§ WHAT THE EXERCISE ASKS: Turn every line of the records below into a numbered list, leaving out blank lines and the pictures.

[Region-labeling records]
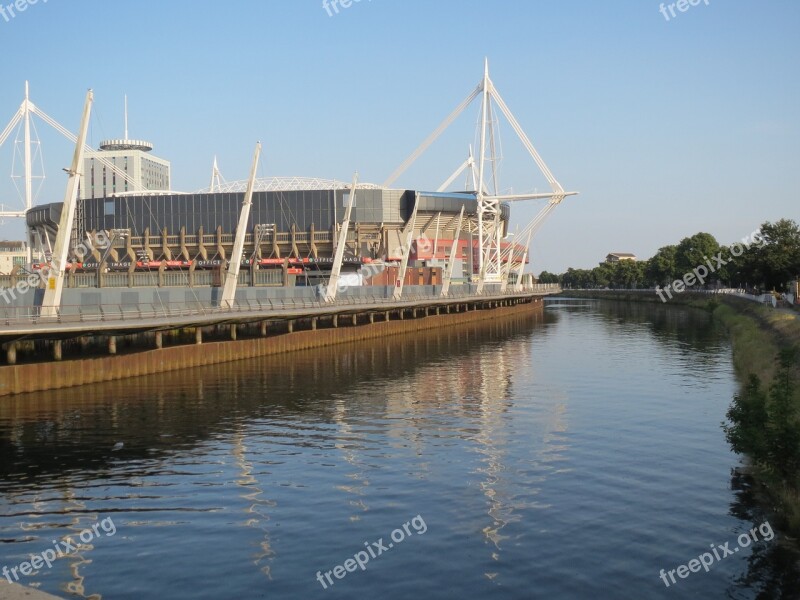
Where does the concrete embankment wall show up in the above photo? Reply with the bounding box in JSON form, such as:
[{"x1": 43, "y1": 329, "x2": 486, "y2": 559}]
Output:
[{"x1": 0, "y1": 298, "x2": 544, "y2": 396}]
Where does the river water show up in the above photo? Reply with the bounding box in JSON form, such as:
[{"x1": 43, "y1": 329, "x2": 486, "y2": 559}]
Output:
[{"x1": 0, "y1": 300, "x2": 800, "y2": 600}]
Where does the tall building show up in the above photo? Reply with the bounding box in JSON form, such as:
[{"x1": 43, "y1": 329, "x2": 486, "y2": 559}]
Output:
[
  {"x1": 0, "y1": 241, "x2": 28, "y2": 275},
  {"x1": 81, "y1": 138, "x2": 170, "y2": 199}
]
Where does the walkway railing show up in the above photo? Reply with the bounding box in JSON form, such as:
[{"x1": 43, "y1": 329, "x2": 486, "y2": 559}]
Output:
[{"x1": 0, "y1": 284, "x2": 561, "y2": 326}]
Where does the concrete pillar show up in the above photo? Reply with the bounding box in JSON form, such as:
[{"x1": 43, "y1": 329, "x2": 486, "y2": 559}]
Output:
[{"x1": 6, "y1": 342, "x2": 17, "y2": 365}]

§ REPLY:
1. Where does the concrete embankment wall show up in the above photo? Reply with the bounding box in JSON form, such as:
2. [{"x1": 43, "y1": 329, "x2": 486, "y2": 559}]
3. Output:
4. [{"x1": 0, "y1": 298, "x2": 544, "y2": 396}]
5. Where does the river water show up in the above photo? Reply with the bounding box in JSON form, such as:
6. [{"x1": 43, "y1": 329, "x2": 486, "y2": 559}]
7. Output:
8. [{"x1": 0, "y1": 300, "x2": 800, "y2": 600}]
9. Where does the tall building show up in the above photo? Reply with the bounding box in JSON form, such as:
10. [{"x1": 43, "y1": 329, "x2": 486, "y2": 559}]
11. Output:
12. [
13.   {"x1": 0, "y1": 241, "x2": 28, "y2": 275},
14.   {"x1": 81, "y1": 138, "x2": 170, "y2": 199}
15. ]
16. Where does the walkway railing show up in the above photo? Reply with the bounding box in JSON form, such as:
17. [{"x1": 43, "y1": 329, "x2": 486, "y2": 559}]
18. Output:
19. [{"x1": 0, "y1": 284, "x2": 561, "y2": 326}]
20. Where does the concrete pillar show up in the above photo? Reply with the bounding box in JSON form, such as:
21. [{"x1": 43, "y1": 329, "x2": 486, "y2": 559}]
22. Output:
23. [{"x1": 6, "y1": 342, "x2": 17, "y2": 365}]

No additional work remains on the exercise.